Your goal => Copy out precisely the line that holds "Q: Point to every instance of the stem" and all the lines following it in the data, up to and including the last one, and no others.

*** Opening of Given data ***

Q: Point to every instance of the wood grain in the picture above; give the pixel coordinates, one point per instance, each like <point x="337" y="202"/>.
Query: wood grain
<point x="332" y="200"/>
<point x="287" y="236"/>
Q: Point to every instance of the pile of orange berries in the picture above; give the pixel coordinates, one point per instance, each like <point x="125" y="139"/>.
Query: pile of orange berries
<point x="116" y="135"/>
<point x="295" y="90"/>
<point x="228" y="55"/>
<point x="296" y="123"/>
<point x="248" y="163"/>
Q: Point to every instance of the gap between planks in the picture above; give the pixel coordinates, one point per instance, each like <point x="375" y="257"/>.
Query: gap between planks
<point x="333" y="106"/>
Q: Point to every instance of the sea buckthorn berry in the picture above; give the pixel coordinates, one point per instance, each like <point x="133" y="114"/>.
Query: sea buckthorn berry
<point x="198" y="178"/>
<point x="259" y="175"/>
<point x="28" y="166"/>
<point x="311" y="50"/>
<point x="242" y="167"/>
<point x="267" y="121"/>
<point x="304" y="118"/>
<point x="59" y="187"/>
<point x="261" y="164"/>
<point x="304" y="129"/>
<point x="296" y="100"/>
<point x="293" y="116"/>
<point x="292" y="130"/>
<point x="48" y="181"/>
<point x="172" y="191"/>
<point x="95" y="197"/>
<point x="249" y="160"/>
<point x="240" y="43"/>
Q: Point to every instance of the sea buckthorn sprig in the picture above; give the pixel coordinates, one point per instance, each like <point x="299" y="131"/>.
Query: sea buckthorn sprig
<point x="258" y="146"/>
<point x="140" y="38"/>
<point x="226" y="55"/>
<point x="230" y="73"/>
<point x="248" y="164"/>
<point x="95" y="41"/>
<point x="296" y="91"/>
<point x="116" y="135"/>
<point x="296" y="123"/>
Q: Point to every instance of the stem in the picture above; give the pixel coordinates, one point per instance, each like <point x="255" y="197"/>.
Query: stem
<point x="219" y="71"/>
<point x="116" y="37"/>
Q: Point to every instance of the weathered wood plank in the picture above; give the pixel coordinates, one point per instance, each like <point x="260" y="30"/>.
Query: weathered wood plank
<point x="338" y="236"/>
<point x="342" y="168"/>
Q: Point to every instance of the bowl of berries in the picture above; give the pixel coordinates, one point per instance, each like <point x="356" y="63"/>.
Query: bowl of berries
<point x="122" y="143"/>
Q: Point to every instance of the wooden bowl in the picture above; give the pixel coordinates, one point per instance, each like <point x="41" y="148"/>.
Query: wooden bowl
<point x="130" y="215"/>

*** Close of Given data ***

Finished exercise =>
Q: Point to every instance of the stem in the picture above; give the pixel coordinates, one point per instance, each like <point x="255" y="197"/>.
Query: stem
<point x="219" y="71"/>
<point x="116" y="37"/>
Q: Point to every instance of the weathered wood plank in the picture above; give the pixel coordinates, one point per instance, each like <point x="260" y="30"/>.
Query: weathered wood plank
<point x="338" y="236"/>
<point x="342" y="168"/>
Q: Point to every instance of the bowl of berries in the picture above; give the pixel coordinates, one point per instance, each like <point x="356" y="63"/>.
Query: bowl of berries
<point x="122" y="143"/>
Q: Point to every instance of the wooden bowl in the picture above; give the pixel coordinates, one point per instance, each like <point x="41" y="148"/>.
Query: wooden bowl
<point x="130" y="215"/>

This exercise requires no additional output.